EXERCISE DIRECTIONS — Quote the material word for word, from its very start through the line that contains "x=399, y=743", including both ends.

EXCERPTED DATA —

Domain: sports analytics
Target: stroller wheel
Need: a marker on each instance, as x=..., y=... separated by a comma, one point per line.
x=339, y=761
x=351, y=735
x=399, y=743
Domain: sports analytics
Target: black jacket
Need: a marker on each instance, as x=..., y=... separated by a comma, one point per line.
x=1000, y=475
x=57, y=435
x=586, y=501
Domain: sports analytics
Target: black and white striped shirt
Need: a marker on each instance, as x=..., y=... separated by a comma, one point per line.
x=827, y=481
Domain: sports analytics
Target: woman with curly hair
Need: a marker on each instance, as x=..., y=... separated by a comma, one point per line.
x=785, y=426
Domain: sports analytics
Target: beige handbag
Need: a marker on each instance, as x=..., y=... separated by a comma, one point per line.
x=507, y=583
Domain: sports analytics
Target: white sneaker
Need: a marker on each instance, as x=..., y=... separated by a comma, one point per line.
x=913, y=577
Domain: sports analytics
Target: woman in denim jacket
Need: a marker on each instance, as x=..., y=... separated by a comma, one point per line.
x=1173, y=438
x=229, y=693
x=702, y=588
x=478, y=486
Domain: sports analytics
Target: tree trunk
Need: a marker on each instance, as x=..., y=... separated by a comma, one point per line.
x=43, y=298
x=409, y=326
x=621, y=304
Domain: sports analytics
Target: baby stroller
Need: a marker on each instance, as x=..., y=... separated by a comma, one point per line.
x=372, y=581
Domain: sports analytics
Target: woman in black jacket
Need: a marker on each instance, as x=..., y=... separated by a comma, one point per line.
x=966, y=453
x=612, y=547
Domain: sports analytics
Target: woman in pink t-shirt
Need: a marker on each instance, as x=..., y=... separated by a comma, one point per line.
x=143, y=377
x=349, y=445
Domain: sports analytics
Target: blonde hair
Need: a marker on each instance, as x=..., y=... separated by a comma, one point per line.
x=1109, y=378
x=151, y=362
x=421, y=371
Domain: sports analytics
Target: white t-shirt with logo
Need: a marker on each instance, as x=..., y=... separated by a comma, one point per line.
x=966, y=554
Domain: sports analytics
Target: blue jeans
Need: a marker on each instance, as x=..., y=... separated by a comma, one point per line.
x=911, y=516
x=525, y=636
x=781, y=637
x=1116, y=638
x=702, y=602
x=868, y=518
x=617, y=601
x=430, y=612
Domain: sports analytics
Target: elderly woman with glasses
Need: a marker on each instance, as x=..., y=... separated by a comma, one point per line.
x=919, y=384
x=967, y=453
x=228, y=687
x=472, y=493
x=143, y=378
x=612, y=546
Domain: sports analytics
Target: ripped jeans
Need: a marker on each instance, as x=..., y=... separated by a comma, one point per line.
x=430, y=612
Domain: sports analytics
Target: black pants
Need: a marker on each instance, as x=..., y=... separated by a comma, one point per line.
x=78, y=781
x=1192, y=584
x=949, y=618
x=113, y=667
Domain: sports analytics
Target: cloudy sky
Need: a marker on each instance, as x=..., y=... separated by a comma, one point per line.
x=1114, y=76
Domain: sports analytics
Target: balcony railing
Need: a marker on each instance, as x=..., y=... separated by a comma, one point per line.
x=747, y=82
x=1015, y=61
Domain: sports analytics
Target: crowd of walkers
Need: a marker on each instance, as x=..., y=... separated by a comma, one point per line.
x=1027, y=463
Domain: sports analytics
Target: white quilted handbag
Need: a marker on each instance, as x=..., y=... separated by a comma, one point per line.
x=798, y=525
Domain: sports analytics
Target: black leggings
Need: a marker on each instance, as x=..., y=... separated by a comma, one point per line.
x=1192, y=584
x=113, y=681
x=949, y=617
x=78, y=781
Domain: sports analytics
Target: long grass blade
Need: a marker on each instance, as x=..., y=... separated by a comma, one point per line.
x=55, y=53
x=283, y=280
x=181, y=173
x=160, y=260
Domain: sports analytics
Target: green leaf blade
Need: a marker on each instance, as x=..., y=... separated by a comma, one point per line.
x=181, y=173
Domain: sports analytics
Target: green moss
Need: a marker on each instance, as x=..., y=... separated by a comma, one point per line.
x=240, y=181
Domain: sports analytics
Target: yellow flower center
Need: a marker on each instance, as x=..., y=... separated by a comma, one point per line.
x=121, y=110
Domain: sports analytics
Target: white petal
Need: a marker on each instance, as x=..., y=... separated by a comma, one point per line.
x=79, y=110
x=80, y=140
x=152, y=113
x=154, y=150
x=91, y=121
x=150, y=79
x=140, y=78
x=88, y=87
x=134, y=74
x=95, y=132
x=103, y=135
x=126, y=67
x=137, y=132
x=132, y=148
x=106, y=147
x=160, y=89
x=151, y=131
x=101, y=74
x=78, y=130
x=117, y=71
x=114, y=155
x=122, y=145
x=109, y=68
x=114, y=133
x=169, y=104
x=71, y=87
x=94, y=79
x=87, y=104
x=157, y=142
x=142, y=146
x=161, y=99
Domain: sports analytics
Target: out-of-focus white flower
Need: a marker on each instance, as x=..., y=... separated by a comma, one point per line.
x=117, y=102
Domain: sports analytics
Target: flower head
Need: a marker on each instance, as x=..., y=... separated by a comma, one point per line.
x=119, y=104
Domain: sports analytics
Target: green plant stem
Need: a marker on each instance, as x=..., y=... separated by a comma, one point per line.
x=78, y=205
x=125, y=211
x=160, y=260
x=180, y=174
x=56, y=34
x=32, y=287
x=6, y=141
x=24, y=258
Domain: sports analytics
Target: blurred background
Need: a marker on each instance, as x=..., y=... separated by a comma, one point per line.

OUTPUT —
Domain: sports analytics
Target: stroller wheel
Need: a marker on each instance, as x=..., y=... separated by a comma, one point per line.
x=339, y=761
x=351, y=735
x=399, y=743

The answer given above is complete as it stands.